## Prompt
Leave the pictures out. Return all other data exactly.

Items from a dataset
>> Start

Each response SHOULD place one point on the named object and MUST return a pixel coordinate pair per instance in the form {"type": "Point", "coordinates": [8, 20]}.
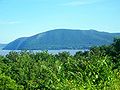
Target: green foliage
{"type": "Point", "coordinates": [95, 69]}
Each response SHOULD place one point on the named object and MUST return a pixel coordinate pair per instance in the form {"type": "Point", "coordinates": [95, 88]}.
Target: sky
{"type": "Point", "coordinates": [23, 18]}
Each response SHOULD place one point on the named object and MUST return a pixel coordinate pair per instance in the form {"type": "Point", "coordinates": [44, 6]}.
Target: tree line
{"type": "Point", "coordinates": [96, 69]}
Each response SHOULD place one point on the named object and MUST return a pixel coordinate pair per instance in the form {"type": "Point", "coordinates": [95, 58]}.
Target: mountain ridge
{"type": "Point", "coordinates": [62, 39]}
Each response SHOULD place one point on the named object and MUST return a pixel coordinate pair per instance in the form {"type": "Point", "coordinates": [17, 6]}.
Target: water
{"type": "Point", "coordinates": [72, 52]}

>> End

## Answer to this exercise
Each response SHOULD place one point on the named object and MUST return a pixel coordinate pair per instance in the form {"type": "Point", "coordinates": [8, 20]}.
Target: green foliage
{"type": "Point", "coordinates": [95, 69]}
Each response SHOULD place one point on the named object and MUST return a pixel coordinate pair per instance in the form {"type": "Point", "coordinates": [95, 88]}.
Target: sky
{"type": "Point", "coordinates": [23, 18]}
Each response SHOULD place one point on the named object and MUST return a pixel coordinate pair per instance in the form {"type": "Point", "coordinates": [44, 6]}.
Target: tree line
{"type": "Point", "coordinates": [96, 69]}
Each response SHOULD place one point on the named object and MUST return a pixel coordinate pair per instance in the form {"type": "Point", "coordinates": [95, 58]}.
Target: mountain ridge
{"type": "Point", "coordinates": [62, 39]}
Each response SHOULD place one point on the named object and MUST return a pixel coordinate pair per instance in the form {"type": "Point", "coordinates": [17, 6]}.
Target: water
{"type": "Point", "coordinates": [72, 52]}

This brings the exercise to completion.